--- Begin GIVEN ENTRIES ---
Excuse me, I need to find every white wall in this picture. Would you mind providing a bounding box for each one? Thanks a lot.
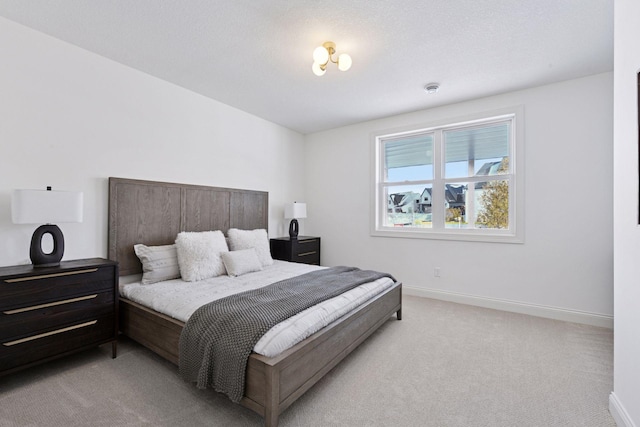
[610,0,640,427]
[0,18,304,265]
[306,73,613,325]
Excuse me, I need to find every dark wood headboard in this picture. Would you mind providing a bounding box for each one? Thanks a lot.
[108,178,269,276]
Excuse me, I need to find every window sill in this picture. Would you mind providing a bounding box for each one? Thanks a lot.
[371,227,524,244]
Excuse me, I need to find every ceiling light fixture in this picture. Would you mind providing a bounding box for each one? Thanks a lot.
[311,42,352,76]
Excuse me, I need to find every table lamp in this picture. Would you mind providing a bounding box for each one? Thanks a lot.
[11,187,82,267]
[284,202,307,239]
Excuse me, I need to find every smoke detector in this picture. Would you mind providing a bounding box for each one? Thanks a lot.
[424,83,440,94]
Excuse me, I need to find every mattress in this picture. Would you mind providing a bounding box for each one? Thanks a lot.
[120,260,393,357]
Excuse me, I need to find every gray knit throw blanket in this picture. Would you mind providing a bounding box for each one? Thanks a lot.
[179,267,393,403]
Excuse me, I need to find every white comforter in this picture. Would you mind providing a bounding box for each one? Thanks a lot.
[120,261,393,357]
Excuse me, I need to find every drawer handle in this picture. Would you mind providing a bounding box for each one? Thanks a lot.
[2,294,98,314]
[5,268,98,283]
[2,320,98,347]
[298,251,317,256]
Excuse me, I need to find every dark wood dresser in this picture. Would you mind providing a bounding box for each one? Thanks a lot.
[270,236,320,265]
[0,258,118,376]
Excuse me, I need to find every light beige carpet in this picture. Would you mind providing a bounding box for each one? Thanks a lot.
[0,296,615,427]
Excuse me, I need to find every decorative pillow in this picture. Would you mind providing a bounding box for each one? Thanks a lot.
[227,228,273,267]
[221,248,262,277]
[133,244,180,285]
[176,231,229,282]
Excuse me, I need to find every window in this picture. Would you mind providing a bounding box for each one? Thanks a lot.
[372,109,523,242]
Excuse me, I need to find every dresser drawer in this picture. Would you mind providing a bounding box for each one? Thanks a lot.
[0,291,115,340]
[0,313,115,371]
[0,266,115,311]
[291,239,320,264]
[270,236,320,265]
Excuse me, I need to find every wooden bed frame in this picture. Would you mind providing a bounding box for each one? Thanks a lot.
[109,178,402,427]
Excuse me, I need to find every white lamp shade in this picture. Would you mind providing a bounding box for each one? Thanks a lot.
--- End GIVEN ENTRIES ---
Swap each "bounding box" in the data above for "rectangle", and write out all the lines again with nothing else changed and the pictures left out.

# RESPONSE FOR THIS EXERCISE
Excuse me, I need to find every white wall in this picture. Would you mind providing a rectangle for each one? Thanks a lot.
[610,0,640,427]
[0,18,304,265]
[306,73,613,325]
Excuse me, I need to find every dark wood headboard in this picture. Would you mind providing a rectangle for each one? Thanks a lot.
[108,178,269,276]
Excuse me, I need to find every window sill in this picture. Would you mind providing a rectangle for each one? Thanks a lot.
[371,227,524,244]
Excuse me, I need to find every ceiling light fixture in this picture. Would you mind providing a rectangle for each one? Thanks a lot.
[311,42,352,76]
Excuse me, I need to find every table lamp in this picture. Would you mind providing a rectangle for each one? Thanks a lot.
[11,187,82,267]
[284,202,307,239]
Excuse me, I need to find every smoke detector in this picture. Would you mind providing a rectangle for each one? Thanks a lot.
[424,83,440,94]
Excuse me, I need to find every mattress in this picture. Would you mind providing a rectangle for each one? Thanks a lot.
[120,260,393,357]
Excuse me, I need to find every gray knit throw blanket in this picture. Would you mind providing a rectangle for each one? Thanks a lot.
[179,267,393,403]
Excuse me, I need to find every white comforter in this picture. Would you mind providing a rectangle for each one? Thanks a lot.
[120,261,393,357]
Excuse me, I need to find every drawer handle in this picture. Would you mind providing a rectangle for each one? Thanks a lot.
[2,294,98,314]
[5,268,98,283]
[2,320,98,347]
[298,251,317,256]
Excuse me, I need to find every dark wood dresser in this picture. Would you mind providing a rectangle for each one? Thanks a lot.
[270,236,320,265]
[0,258,118,376]
Excuse me, I need to find every light beige carpet in this picture. Would you mind providing a rectangle for each one? Thanks a lot.
[0,296,615,427]
Excuse me, I need to find every decorative pillow in this picture. Would you mind providing a rectangle for each one? Thanks a lot.
[227,228,273,267]
[221,248,262,277]
[133,244,180,285]
[176,231,229,282]
Excuse me, I need to find every window in this picture. Would you mind providing a rectangle for each one? Thanks a lot.
[372,109,523,242]
Excuse me, I need to find every dresser drawer in this picture. Would you mind providing a rectangle for each one? Thanks a lot.
[0,291,115,340]
[0,313,115,371]
[0,266,115,311]
[291,239,320,264]
[270,236,320,265]
Excuse me, I need to find every wooden bed frame in this picture. Would you mind providing a rectangle for each one? Thanks a lot.
[109,178,402,427]
Excuse me, I need to find every white lamp shade in this picture. Would you mind providing a rectangle for each one? Thanks a lot.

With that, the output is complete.